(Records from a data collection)
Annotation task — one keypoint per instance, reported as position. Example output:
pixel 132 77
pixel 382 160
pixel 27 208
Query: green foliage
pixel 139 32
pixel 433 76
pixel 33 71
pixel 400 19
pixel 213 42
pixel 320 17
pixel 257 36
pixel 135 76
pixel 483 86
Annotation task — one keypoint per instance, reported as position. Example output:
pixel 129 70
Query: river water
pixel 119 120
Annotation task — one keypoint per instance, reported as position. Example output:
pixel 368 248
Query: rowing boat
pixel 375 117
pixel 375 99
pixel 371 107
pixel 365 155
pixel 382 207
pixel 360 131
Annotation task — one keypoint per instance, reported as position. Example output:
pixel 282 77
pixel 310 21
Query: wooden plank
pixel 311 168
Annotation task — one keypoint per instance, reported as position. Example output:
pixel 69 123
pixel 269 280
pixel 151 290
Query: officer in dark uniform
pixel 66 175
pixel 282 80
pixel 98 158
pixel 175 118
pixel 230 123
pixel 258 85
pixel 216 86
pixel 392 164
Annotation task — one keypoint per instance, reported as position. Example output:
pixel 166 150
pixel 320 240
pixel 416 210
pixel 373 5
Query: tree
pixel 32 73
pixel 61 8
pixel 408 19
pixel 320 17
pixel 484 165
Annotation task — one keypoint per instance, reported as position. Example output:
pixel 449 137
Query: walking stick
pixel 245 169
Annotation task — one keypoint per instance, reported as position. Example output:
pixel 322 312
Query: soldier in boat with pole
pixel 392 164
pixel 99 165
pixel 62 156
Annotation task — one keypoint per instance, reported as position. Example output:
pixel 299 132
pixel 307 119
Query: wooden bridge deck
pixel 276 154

Exercise instructions: Each of the entries above should be written out again exactly.

Written response:
Annotation task — one keypoint per instance, reported as position. Example output:
pixel 132 77
pixel 382 160
pixel 27 208
Query: green foliage
pixel 139 32
pixel 433 76
pixel 33 71
pixel 400 19
pixel 213 42
pixel 320 17
pixel 257 36
pixel 135 76
pixel 483 86
Annotation task — one keypoint per instance, reported as position. Example output:
pixel 129 70
Query: river water
pixel 119 120
Annotation task — one keypoint per instance, reported as position. Example output:
pixel 368 248
Query: rowing boat
pixel 375 117
pixel 375 99
pixel 371 107
pixel 365 155
pixel 382 207
pixel 360 131
Annotation task — one keypoint per instance, reported as position. Example output:
pixel 282 77
pixel 310 21
Query: wooden plank
pixel 311 168
Annotation task — one keypoint per instance, reported as position. Example output:
pixel 69 123
pixel 269 280
pixel 151 290
Query: officer in dark uniform
pixel 66 175
pixel 282 80
pixel 98 158
pixel 175 118
pixel 230 123
pixel 258 85
pixel 216 86
pixel 392 164
Annotation task — one keypoint per instance, reported as position. Example output:
pixel 166 150
pixel 320 240
pixel 416 210
pixel 373 5
Query: tree
pixel 32 73
pixel 61 8
pixel 408 19
pixel 320 17
pixel 484 165
Annotation task — one keypoint per instance, reported as position. Example output:
pixel 449 137
Query: walking stick
pixel 245 169
Annotation task — one keypoint per instance, reported as position. Example output:
pixel 322 312
Query: soldier in boat with pole
pixel 392 164
pixel 99 165
pixel 62 156
Annotation task — one keypoint per instance, reported as position. Example output:
pixel 299 132
pixel 307 119
Query: wooden bridge deck
pixel 276 154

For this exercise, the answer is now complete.